| Required action 1 |
List the four drivers behind ESG investing at Alecta that Billing names in the Alecta article.
| Required action 2 |
Please transcribe the Alecta article from "The pension fund CEO" to "social-aspect investment approach.".

| Selected excerpt |
■ ■ ■ ■ ■
Stockmarket performance during the COVID-19 crisis has clarified that equities with higher environmental, social and governance (ESG) ratings are the “winners of tomorrow”, according to the head of Sweden’s largest pension fund, who described the revelation as a new driver for sustainable investing.
Speaking at this morning’s Sustainable Investment Forum Europe Digital Event, Magnus Billing, chief executive officer of Alecta, said: “I think what has become the fourth driver [behind ESG investing] is what is coming now when we see the effects of COVID-19.”
Admitting it could be too early to say whether performance so far in the crisis was evidence of a long-term effect, Billing said the data clearly showed that companies with high ESG scores were performing better than their competitors with lower rankings.
“So clearly there is a strong argument to say good performers in the ESG space are the winners of tomorrow,” he said.
“And I think that in my view there are strong arguments to say that that will continue for the long-term, but obviously that remains to be seen – but that’s the belief we have at Alecta,” Billing said.
The other three drivers behind ESG investing for Alecta cited by Billing were the clear message from the pension fund’s customers that their money should be invested in a sustainable manner; the advanced integration of ESG factors into the business models of the companies in which Alecta invested; and regulatory changes.
The pension fund CEO also said customers were now placing greater importance on the social and governance aspects of ESG than they had before.
“Climate has been an area that’s been very concrete and tangible and at the top of the minds of many of our customers for many years. And I think what’s changing right now is the social aspect, the S of ESG, is coming more at the forefront,” he said.
This shift came down to the pandemic, he said.
“We are seeing parts of society being extremely negatively affected by COVID-19 and probably will have scars for the foreseeable future,” Billing said, adding that in his view, this would translate into even more demand from the customer side to take a social-aspect investment approach.
“There is a strong argument to say good performers in the ESG space are the winners of tomorrow”
Magnus Billing, Alecta’s CEO
“Then on the G side, the governance side, we are starting to interpret our customers in such a way that we should take more of a stakeholder view rather than a shareholder-for-profit view,” he said.
Billing said despite earlier misgivings, he now had high expectations for the European Commission’s Sustainability Taxonomy.
“I was initially, I must confess, a little bit sceptical about the whole process because it was extremely difficult and technical and challenging, but the work that the group has done on the taxonomy is nothing less than very impressive and I think it will have a fundamental impact across the investment chain on how it will operate,” he said.
Answering an audience question about greenwashing, Billing said the taxonomy could help investors avoid products and services that fell short.
“I think we need to be a little bit cautious about initiatives around green supporting requirements on the capital requirement side,” he said, adding that such initiatives would encourage greenwashing or provide impetus for it.
“But currently in the market space, I’m not that concerned about it as the market stands right now,” he said.
The SEK963bn (€93bn) Swedish pension fund is a founding member of the UN-convened Net-Zero Asset Owner Alliance.
■ ■ ■ ■ ■
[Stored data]
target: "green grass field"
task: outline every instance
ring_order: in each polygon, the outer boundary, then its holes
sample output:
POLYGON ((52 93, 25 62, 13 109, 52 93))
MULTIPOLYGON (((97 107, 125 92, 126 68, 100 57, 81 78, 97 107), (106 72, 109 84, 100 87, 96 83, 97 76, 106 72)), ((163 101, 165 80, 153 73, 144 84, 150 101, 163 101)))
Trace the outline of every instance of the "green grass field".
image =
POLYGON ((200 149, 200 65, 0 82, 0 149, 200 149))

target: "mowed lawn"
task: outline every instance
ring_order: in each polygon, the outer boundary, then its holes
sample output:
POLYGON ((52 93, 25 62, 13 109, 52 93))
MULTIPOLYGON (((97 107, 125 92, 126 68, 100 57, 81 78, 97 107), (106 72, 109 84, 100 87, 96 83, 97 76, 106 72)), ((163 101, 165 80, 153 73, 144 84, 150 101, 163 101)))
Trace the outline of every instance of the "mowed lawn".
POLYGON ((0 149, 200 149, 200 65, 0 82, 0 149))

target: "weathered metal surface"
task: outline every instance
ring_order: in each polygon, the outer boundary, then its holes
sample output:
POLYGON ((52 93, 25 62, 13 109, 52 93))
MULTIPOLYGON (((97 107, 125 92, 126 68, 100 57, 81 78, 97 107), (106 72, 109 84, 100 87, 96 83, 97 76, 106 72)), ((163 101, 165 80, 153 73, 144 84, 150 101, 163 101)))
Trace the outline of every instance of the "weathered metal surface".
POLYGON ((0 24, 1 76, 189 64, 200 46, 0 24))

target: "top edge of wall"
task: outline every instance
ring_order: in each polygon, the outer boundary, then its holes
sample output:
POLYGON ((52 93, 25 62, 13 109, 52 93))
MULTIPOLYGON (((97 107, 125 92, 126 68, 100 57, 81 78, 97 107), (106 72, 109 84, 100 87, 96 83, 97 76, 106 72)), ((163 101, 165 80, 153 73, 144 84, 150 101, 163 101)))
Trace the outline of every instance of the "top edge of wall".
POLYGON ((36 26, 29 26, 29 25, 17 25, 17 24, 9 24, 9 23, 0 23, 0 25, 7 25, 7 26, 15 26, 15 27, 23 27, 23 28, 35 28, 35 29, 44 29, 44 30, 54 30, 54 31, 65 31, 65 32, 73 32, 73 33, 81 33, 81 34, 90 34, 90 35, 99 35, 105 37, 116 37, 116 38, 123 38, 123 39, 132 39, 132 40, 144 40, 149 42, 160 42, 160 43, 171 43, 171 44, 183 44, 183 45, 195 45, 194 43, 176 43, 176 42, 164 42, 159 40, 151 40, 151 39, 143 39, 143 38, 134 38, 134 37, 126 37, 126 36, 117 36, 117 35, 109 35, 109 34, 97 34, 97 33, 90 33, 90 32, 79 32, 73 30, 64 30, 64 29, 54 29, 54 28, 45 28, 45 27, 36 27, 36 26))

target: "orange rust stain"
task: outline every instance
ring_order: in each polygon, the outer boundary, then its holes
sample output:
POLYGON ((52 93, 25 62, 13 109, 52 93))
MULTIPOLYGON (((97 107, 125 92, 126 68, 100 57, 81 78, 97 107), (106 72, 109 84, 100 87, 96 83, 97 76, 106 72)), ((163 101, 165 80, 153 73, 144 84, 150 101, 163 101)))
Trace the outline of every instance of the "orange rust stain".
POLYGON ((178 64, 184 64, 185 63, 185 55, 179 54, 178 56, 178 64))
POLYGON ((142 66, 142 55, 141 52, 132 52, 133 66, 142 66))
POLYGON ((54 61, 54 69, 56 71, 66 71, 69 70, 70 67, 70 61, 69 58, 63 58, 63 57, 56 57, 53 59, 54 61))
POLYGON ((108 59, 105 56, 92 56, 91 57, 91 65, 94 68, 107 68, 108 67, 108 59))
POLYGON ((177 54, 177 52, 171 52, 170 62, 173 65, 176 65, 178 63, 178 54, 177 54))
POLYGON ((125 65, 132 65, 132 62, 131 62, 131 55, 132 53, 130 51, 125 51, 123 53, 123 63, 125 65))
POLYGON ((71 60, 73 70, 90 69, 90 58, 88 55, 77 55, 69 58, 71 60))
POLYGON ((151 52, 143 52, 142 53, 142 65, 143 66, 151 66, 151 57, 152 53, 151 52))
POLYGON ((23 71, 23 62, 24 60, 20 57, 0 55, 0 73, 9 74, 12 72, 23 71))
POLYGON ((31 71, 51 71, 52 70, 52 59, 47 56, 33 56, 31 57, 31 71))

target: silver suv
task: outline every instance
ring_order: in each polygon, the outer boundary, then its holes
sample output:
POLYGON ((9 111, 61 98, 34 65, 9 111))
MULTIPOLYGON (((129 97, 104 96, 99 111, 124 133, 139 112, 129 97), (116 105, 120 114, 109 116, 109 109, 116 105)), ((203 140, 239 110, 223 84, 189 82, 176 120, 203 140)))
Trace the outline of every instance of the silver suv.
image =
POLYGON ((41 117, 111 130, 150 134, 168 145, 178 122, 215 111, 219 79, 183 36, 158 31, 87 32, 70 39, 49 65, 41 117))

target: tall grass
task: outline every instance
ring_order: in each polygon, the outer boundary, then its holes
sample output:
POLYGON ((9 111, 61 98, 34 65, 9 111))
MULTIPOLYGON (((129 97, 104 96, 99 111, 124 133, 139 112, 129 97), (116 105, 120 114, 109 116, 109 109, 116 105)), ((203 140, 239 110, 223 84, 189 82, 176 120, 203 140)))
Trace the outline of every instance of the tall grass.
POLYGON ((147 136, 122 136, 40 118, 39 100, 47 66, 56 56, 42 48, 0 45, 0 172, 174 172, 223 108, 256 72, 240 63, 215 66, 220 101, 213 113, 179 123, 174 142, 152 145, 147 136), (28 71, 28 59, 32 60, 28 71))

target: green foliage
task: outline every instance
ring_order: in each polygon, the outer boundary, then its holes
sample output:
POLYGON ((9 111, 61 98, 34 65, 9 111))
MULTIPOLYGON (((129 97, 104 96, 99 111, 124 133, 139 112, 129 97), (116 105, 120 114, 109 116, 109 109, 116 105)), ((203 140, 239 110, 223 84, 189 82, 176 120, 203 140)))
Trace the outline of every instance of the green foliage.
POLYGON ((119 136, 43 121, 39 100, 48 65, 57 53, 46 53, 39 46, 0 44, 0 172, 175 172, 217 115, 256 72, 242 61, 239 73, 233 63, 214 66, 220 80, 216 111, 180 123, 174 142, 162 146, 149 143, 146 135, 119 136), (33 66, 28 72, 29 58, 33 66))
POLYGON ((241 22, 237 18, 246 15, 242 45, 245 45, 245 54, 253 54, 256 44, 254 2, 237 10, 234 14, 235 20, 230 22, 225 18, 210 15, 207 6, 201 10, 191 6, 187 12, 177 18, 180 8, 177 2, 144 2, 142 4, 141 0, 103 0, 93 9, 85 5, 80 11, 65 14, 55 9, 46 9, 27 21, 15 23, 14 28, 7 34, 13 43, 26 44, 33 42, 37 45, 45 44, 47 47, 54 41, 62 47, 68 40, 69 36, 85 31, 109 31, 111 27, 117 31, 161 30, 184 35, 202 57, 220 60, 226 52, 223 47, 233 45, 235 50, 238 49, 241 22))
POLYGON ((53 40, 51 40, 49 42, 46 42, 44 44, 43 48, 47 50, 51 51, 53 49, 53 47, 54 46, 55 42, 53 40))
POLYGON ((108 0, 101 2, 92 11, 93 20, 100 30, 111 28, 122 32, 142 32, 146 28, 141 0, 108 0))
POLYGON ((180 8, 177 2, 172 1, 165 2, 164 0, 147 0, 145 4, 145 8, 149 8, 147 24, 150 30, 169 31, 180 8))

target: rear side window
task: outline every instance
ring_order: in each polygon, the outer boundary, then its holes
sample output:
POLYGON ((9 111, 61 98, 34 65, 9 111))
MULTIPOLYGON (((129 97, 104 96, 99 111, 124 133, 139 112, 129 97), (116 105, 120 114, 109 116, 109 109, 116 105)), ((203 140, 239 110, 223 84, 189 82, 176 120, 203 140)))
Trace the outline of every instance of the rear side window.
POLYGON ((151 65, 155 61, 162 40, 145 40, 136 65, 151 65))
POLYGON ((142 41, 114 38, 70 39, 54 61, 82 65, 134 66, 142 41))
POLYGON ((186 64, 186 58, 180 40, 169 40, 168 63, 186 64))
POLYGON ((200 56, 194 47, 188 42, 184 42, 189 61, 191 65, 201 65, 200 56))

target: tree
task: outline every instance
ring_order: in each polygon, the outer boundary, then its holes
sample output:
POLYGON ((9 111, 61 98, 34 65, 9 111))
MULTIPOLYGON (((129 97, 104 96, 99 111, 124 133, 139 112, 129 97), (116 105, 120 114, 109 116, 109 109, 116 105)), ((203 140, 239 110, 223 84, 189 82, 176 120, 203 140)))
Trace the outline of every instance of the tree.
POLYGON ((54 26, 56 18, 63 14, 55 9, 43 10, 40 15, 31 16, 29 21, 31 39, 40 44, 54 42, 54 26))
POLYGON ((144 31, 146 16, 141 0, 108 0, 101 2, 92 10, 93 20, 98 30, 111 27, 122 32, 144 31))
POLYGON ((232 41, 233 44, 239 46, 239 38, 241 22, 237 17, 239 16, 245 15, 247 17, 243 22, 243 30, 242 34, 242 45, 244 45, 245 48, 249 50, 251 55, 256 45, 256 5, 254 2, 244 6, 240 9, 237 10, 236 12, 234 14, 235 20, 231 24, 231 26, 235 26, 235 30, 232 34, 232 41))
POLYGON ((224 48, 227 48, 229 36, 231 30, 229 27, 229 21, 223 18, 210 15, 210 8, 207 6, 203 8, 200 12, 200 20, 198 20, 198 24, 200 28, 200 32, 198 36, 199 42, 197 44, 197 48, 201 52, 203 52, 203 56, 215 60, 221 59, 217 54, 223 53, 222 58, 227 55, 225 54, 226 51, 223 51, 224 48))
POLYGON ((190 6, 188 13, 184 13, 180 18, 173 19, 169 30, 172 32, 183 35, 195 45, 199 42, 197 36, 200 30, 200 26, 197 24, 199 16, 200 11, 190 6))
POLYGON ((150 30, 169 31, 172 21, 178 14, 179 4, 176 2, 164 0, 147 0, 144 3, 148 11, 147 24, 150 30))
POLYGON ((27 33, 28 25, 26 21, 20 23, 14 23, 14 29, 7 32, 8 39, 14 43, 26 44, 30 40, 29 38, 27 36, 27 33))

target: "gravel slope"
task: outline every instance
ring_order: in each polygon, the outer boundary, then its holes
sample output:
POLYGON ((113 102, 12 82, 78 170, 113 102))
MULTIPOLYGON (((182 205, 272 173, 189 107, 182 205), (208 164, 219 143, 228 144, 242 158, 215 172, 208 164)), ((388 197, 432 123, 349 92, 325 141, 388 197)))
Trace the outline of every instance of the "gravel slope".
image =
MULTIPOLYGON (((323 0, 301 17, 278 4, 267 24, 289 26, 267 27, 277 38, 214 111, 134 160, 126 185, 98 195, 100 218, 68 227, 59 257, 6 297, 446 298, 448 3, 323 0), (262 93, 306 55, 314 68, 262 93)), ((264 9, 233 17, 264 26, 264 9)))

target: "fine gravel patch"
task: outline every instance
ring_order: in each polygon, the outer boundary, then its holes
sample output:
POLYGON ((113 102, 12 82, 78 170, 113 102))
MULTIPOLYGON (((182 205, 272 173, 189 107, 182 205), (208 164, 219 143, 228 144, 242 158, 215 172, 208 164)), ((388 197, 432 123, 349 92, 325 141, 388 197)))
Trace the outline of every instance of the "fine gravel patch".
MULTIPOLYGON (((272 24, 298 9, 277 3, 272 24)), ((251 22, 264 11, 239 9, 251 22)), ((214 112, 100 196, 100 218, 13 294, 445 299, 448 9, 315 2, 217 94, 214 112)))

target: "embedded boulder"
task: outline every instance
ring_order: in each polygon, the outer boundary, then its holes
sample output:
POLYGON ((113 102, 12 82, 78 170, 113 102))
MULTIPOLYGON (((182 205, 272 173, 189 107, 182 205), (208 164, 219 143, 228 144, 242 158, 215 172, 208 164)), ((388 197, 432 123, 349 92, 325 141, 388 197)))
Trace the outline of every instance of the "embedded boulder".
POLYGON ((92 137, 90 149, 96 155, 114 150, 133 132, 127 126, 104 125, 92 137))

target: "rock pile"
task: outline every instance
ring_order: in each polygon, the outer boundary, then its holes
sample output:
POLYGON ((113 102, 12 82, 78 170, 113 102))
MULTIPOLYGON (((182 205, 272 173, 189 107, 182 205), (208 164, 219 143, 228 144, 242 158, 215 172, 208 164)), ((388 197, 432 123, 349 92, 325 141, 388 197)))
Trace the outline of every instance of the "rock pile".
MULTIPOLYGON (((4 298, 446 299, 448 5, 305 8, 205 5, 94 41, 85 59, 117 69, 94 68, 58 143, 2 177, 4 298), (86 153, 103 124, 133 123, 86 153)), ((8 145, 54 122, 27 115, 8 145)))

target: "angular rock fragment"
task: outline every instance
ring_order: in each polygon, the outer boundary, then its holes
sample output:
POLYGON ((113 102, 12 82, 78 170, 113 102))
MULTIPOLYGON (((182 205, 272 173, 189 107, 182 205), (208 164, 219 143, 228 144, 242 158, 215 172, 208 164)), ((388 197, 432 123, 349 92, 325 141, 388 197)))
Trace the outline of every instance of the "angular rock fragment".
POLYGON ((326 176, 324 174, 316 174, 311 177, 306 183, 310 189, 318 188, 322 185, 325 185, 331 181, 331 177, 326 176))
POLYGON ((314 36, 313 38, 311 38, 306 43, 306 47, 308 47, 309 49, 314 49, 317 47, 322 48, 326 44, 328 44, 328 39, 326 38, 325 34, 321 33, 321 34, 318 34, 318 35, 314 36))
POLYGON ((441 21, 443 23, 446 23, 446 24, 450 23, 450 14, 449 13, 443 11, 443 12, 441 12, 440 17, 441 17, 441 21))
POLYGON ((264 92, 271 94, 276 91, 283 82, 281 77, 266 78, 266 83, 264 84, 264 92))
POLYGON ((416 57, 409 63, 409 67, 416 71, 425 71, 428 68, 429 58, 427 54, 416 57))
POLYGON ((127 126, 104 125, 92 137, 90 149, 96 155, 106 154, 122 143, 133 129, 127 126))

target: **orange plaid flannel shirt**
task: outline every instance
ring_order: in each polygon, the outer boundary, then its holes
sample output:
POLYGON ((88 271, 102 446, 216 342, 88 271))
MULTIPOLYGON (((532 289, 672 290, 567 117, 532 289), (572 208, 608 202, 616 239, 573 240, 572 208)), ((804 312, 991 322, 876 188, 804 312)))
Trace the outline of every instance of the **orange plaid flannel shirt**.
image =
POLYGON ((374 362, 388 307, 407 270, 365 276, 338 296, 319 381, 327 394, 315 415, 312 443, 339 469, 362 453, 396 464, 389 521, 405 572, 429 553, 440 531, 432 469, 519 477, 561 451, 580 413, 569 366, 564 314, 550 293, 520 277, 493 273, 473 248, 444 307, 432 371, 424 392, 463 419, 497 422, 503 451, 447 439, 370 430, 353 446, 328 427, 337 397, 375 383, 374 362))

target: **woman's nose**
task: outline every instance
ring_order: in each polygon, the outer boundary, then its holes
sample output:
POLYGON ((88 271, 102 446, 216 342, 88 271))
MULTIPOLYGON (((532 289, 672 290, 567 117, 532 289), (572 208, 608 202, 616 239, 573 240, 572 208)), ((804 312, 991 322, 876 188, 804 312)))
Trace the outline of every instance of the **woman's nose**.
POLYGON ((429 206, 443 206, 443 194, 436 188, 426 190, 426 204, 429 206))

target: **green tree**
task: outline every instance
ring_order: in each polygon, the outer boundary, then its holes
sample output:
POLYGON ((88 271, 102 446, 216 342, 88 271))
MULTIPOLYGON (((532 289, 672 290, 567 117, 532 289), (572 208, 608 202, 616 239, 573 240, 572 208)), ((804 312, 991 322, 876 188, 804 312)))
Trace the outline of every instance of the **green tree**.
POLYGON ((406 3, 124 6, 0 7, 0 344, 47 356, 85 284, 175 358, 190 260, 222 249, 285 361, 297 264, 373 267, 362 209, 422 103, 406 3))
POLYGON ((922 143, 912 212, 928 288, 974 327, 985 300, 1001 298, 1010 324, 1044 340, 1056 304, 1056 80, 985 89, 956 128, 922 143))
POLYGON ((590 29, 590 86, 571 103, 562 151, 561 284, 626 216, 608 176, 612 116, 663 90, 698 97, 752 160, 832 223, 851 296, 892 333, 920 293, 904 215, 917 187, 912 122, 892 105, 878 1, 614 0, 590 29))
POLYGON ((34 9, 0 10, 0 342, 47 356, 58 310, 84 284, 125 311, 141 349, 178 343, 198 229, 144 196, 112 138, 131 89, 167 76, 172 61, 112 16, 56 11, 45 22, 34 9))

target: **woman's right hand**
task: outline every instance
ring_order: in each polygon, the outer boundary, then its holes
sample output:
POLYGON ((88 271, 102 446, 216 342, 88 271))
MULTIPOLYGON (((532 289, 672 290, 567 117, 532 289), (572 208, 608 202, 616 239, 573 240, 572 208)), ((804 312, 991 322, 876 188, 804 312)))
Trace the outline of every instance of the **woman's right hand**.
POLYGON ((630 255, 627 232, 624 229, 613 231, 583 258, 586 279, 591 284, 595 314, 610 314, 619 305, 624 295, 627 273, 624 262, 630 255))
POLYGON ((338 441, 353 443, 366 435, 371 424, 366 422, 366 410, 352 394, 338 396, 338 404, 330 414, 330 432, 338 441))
■ ■ ■ ■ ■
| Answer box 1 |
- The clear message from the pension fund's customers that their money should be invested in a sustainable manner
- The advanced integration of ESG factors into the business models of the companies in which Alecta invests
- Regulatory changes
- The effects of COVID-19, with companies that have high ESG scores performing better than their lower-ranked competitors

| Answer box 2 |
The pension fund CEO also said customers were now placing greater importance on the social and governance aspects of ESG than they had before.
“Climate has been an area that’s been very concrete and tangible and at the top of the minds of many of our customers for many years. And I think what’s changing right now is the social aspect, the S of ESG, is coming more at the forefront,” he said.
This shift came down to the pandemic, he said.
“We are seeing parts of society being extremely negatively affected by COVID-19 and probably will have scars for the foreseeable future,” Billing said, adding that in his view, this would translate into even more demand from the customer side to take a social-aspect investment approach.